**Task to carry out:**
An exact copy of all the data is required, with pictures left out.

**Information given:**
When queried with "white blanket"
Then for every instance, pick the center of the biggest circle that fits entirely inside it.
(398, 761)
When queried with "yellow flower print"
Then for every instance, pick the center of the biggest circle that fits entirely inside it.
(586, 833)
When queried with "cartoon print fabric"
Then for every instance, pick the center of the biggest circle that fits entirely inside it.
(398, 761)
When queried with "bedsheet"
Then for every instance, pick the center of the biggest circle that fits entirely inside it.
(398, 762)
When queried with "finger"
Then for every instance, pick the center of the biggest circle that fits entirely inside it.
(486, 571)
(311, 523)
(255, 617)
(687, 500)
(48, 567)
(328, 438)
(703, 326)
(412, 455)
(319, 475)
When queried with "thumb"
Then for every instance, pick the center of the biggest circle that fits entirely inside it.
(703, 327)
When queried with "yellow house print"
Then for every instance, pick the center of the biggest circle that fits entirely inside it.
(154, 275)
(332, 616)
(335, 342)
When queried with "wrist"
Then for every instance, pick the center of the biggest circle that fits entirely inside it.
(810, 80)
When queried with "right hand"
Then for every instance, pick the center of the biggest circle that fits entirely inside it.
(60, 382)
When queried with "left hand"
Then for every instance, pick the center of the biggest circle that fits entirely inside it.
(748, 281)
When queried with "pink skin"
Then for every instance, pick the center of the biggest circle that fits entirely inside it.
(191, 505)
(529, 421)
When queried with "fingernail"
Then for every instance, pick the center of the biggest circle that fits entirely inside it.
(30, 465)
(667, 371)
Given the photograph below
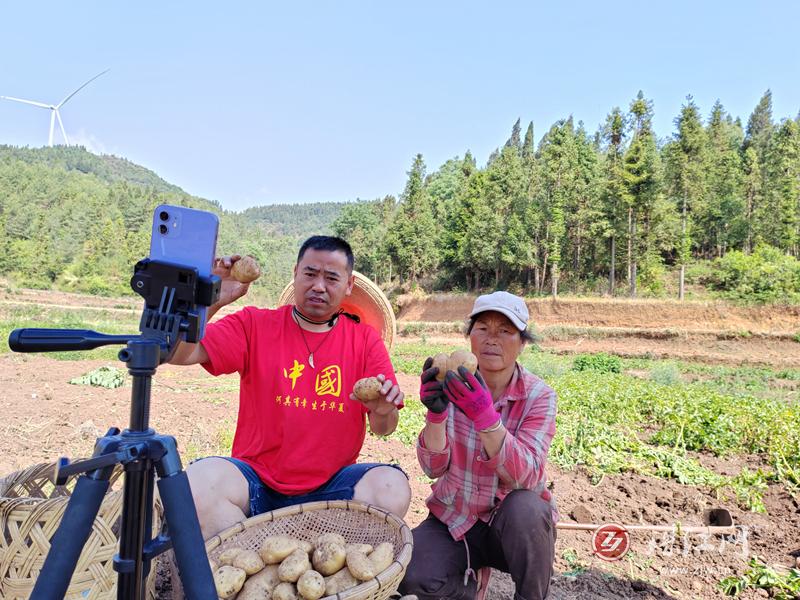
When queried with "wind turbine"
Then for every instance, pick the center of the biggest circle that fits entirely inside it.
(54, 114)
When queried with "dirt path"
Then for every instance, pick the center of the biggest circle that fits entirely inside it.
(44, 417)
(596, 312)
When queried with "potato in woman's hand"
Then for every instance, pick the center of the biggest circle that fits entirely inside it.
(245, 270)
(368, 389)
(440, 362)
(462, 358)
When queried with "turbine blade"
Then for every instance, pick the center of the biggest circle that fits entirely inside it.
(60, 104)
(40, 104)
(61, 123)
(52, 125)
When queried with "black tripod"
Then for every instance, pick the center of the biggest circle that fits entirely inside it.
(172, 296)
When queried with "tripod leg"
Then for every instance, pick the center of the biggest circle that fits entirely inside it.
(68, 541)
(135, 532)
(187, 541)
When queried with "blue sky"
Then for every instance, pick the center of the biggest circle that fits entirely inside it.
(260, 103)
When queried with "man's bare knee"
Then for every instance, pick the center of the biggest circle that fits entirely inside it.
(385, 487)
(220, 493)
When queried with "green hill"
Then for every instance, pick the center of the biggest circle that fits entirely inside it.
(296, 220)
(77, 221)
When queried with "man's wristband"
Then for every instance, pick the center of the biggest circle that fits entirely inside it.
(493, 428)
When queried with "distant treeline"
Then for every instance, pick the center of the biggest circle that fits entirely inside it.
(615, 211)
(596, 212)
(79, 222)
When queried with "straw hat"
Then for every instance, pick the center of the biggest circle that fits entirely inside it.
(367, 301)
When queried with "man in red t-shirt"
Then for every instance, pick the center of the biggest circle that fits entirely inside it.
(299, 429)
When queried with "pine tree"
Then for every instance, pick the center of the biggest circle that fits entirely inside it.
(760, 127)
(557, 176)
(515, 141)
(641, 174)
(781, 218)
(688, 171)
(614, 191)
(528, 148)
(413, 239)
(752, 183)
(720, 220)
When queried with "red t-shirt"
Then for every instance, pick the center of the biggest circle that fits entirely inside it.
(297, 425)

**Complete response:**
When queried with "white blanket"
Then for every instance, pick the center of the biggest circle that fits entirely inside it.
(398, 761)
When queried with "yellow flower print"
Then for every instance, pick the center of the biggest circle that fits entirely inside it.
(586, 833)
When queried with "cartoon print fabric"
Then for every instance, pick the center of the biggest circle that fits entirely inside it.
(398, 761)
When queried with "bedsheet"
Then for every instance, pick the center of the biggest circle that fits entirely inside it.
(398, 762)
When queried with "finger"
Then for every instance, pick the center of the biggest circle that fits entirely inside it.
(486, 571)
(311, 523)
(255, 617)
(687, 500)
(48, 567)
(328, 438)
(703, 326)
(412, 455)
(319, 475)
When queried with "thumb"
Then for every instance, pick the center of the biggest circle that fits entirely inside it.
(703, 327)
When queried with "yellow house print"
Then for every instance, pick the center of the biggest circle that fits entirely inside it.
(154, 275)
(332, 616)
(335, 342)
When queried with "wrist"
Then for every instance, pick the center of the biggest circle that fits entirely inside it.
(810, 80)
When queried with "right hand"
Then for every instance, pick the center of the biggest circle that fits entirely inside it.
(60, 382)
When queried with "left hand"
Then for every instance, pick the center of the biggest circle that fits entirely inside it.
(748, 281)
When queried with "pink skin"
Then for every instance, pick the center of the biggest circle that fits entirely inside it.
(191, 505)
(529, 421)
When queried with "fingernail"
Then for every instance, pick the center of the biggest circle that fits entirely inside it.
(30, 465)
(667, 371)
Given the photograph below
When queried with "wind turbine"
Then for every instance, pick the center of the biggest circle that fits entirely inside it.
(54, 114)
When queried with "dirt path"
Then for every instance, pick the center of the biggest circle that fits entirely inside it.
(44, 417)
(596, 312)
When queried with "potato in woman's hand"
Then for every instance, pick the center of the biggest circle that fits entirely inside it.
(245, 270)
(368, 389)
(440, 362)
(462, 358)
When queried with "turbine blade"
Then for every instance, pick the center of the biggest circle that fits entirely inside it.
(60, 104)
(40, 104)
(61, 123)
(52, 125)
When queried with "black tripod"
Then for every instance, pick the center of the biggest circle that fits entirely inside it.
(172, 296)
When queried with "tripod leg"
Then for every instance, pick the center of the biggest circle that fits entirely inside it.
(68, 541)
(135, 532)
(187, 541)
When queried with "blue sky"
Then for every instance, pick the center of the biggest circle that fits entirely inside it.
(260, 103)
When queried with "man's bare knee"
Then for every instance, pick the center of the biggest circle that fits entirely inside it.
(385, 487)
(220, 493)
When queried with "green hill"
Then for every instance, pick the center of the biggest circle that fits entirely inside it.
(296, 220)
(77, 221)
When queried with "man's wristband"
Then for every instance, pick the center of the biggest circle that fits entirely inside it.
(493, 428)
When queried with "distant treeline"
Then for every instance, pick the center of the biggest circle that fits entirely inside it.
(615, 211)
(596, 212)
(79, 222)
When queried with "straw hat"
Then for every instance, pick the center of the biggest circle that fits entirely inside it.
(367, 301)
When queried with "man in red t-shirt"
Then for every instance, pick the center of the biggest circle that fits entirely inside it.
(299, 429)
When queried with "pine tree"
Then for every instance, pick the center of the biggest circle that fits entirely inside it.
(760, 127)
(557, 176)
(515, 141)
(641, 174)
(781, 218)
(688, 171)
(614, 191)
(528, 148)
(413, 239)
(752, 183)
(720, 220)
When queried with "red t-shirt"
Then for every instance, pick the center of the biggest circle that fits entirely inside it.
(297, 425)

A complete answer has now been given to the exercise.